● WRITTEN INSTRUCTION:
Extract all of the data and reproduce it precisely.

● RECORDS SUPPLIED:
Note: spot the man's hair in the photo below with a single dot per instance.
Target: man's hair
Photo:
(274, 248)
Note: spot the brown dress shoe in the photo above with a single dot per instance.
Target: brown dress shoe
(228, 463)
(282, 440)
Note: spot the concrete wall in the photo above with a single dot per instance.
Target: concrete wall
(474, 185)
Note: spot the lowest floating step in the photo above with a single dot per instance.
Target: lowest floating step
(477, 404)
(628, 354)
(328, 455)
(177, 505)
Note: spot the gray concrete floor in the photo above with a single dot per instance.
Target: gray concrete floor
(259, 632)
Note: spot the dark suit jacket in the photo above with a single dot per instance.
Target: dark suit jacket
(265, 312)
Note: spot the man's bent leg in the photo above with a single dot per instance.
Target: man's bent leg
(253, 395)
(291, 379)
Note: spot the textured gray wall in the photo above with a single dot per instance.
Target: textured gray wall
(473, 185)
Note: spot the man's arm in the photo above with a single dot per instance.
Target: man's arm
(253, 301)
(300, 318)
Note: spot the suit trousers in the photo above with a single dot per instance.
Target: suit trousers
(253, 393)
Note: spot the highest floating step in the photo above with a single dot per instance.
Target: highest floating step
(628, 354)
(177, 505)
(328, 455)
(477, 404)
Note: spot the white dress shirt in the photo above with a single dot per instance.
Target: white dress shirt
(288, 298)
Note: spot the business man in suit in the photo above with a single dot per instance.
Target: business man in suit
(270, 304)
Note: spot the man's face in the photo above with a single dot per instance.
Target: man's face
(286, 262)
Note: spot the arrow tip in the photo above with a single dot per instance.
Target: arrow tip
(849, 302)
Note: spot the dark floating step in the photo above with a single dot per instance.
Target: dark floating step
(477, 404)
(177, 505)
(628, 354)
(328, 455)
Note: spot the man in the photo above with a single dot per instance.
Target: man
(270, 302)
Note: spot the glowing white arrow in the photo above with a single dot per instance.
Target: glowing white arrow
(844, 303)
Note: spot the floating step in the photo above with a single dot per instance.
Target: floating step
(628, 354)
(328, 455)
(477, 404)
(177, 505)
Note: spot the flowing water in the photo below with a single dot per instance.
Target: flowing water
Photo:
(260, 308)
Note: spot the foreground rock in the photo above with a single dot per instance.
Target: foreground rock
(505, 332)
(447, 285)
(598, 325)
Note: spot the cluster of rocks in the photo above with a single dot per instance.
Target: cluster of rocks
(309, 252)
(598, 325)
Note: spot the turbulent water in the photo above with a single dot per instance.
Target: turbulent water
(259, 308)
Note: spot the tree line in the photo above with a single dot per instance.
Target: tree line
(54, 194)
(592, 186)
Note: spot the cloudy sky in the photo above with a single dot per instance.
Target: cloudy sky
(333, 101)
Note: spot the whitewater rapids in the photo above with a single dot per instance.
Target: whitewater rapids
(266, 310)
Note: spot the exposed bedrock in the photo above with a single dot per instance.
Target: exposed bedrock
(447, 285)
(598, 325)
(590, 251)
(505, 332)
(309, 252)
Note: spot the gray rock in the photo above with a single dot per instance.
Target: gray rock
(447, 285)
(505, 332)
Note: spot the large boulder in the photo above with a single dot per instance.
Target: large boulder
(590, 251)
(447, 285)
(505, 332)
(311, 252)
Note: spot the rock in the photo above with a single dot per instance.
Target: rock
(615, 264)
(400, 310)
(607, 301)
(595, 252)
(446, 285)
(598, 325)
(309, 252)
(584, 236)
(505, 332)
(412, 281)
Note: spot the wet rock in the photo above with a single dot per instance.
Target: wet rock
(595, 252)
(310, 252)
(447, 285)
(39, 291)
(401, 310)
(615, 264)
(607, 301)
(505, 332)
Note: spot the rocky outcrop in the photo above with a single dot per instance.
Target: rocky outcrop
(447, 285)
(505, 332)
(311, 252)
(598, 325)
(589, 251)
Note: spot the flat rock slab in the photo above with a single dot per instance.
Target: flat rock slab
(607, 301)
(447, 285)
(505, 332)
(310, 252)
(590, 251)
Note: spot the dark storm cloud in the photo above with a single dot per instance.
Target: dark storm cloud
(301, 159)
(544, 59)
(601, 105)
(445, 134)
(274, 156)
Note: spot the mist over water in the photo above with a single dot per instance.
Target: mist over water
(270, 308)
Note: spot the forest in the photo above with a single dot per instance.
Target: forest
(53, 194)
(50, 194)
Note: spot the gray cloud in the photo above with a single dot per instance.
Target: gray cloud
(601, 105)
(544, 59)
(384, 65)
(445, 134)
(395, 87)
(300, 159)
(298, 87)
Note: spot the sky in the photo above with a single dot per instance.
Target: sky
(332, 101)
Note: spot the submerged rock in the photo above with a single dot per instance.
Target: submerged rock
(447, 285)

● TASK OUTPUT:
Note: spot the man's hair in the photo below with a single dot per instance.
Target: man's hair
Photo:
(274, 248)
Note: spot the brown dress shoe in the photo above with a single dot per instance.
Target: brown dress shoe
(228, 463)
(282, 440)
Note: spot the concrete wall in the photo above with a single dot per instance.
Target: concrete wall
(474, 185)
Note: spot the lowest floating step in the photo above with a single dot per instance.
Target: lowest floating step
(477, 404)
(628, 354)
(328, 455)
(177, 505)
Note: spot the gray concrete floor in the photo above with a single dot per instance.
Target: gray concrete floor
(259, 632)
Note: spot the dark suit jacket in the photo above with a single dot per instance.
Target: dark suit jacket
(265, 312)
Note: spot the man's bent leg in the photo above with a single dot per instance.
Target: man's bent leg
(253, 395)
(291, 379)
Note: spot the textured gray wall in the photo above with a single dot per instance.
Target: textured gray wall
(473, 185)
Note: spot the man's arm in the photo above with a single dot per instance.
Target: man's arm
(253, 301)
(300, 318)
Note: spot the suit trousers in the photo above with a single dot per instance.
Target: suit trousers
(253, 393)
Note: spot the highest floating step in the photo above with a single dot per instance.
Target: highest floating step
(628, 354)
(177, 505)
(328, 455)
(477, 404)
Note: spot the white dress shirt in the photo above with a single dot per instance.
Target: white dress shirt
(288, 298)
Note: spot the business man in suit in the photo above with a single dot per instance.
Target: business man in suit
(270, 304)
Note: spot the man's face in the photo above with a single dot per instance.
Target: man's face
(286, 262)
Note: spot the arrow tip in the photo above with a single dot per instance.
Target: arrow tip
(849, 302)
Note: spot the dark floating step in the photo above with a single dot per instance.
Target: dark floating step
(477, 404)
(177, 505)
(628, 354)
(328, 455)
Note: spot the man in the photo above with a single dot per instance.
Target: man
(270, 302)
Note: spot the glowing white arrow in the photo above with a single dot per instance.
Target: glowing white arrow
(844, 303)
Note: spot the floating step in the photo above with a single dot per instance.
Target: floating step
(628, 354)
(328, 455)
(477, 404)
(177, 505)
Note: spot the flowing water in the photo below with a single dot per instance.
Target: flowing water
Photo:
(260, 308)
Note: spot the foreground rock in the photo above with a single dot per instance.
Target: foreground rock
(505, 332)
(447, 285)
(598, 325)
Note: spot the cluster of rocks in the photo above with a single dot per instance.
Target: cluster of rocks
(309, 252)
(598, 325)
Note: spot the turbulent water in the photo above with a single dot per instance.
Target: turbulent water
(259, 308)
Note: spot the tree line in the photo above with a single dot per instance.
Target: tree line
(54, 194)
(592, 186)
Note: spot the cloudy sky in the photo above with a single dot per instance.
Target: cloudy sky
(333, 101)
Note: spot the whitewater rapids in the photo above with a single dot per instance.
Target: whitewater rapids
(266, 310)
Note: spot the exposed bedrock in the photo above with a single dot per instance.
Target: exposed bedrock
(447, 285)
(598, 325)
(590, 251)
(505, 332)
(309, 252)
Note: spot the gray rock in the photo above with a single dot per instance.
Target: gray rock
(447, 285)
(505, 332)
Note: spot the large boulder in the photo above with a single dot per instance.
Target: large boulder
(590, 251)
(447, 285)
(505, 332)
(311, 252)
Note: spot the rock in the photo above with a single dot per instance.
Target: rock
(615, 264)
(400, 310)
(607, 301)
(595, 252)
(446, 285)
(598, 325)
(309, 252)
(584, 236)
(505, 332)
(412, 281)
Note: spot the wet rock in the photo above with a single dot per instance.
Target: wet rock
(595, 252)
(310, 252)
(447, 285)
(39, 291)
(401, 310)
(615, 264)
(607, 301)
(505, 332)
Note: spot the rocky outcrop in the photo above with a single dot per instance.
Target: rocky outcrop
(447, 285)
(505, 332)
(311, 252)
(598, 325)
(589, 251)
Note: spot the flat rock slab in the photo above with a single dot per instance.
Target: flat rock slab
(607, 301)
(447, 285)
(505, 332)
(310, 252)
(590, 251)
Note: spot the dark storm cloud in the photo above with a single dot per instance.
Target: dark storm cloud
(301, 159)
(544, 59)
(601, 105)
(445, 134)
(274, 156)
Note: spot the mist over water in the photo above with a single dot per instance.
Target: mist over water
(270, 308)
Note: spot the forest in the photo above with a single dot per instance.
Target: forest
(53, 194)
(50, 194)
Note: spot the gray cloud in the photo above with a single dot per instance.
Target: gray cloud
(601, 105)
(544, 59)
(384, 65)
(445, 134)
(395, 87)
(300, 159)
(298, 87)
Note: spot the sky in the photo above with a single dot per instance.
Target: sky
(332, 101)
Note: spot the submerged rock in the photo above with a single dot per instance.
Target: submerged rock
(447, 285)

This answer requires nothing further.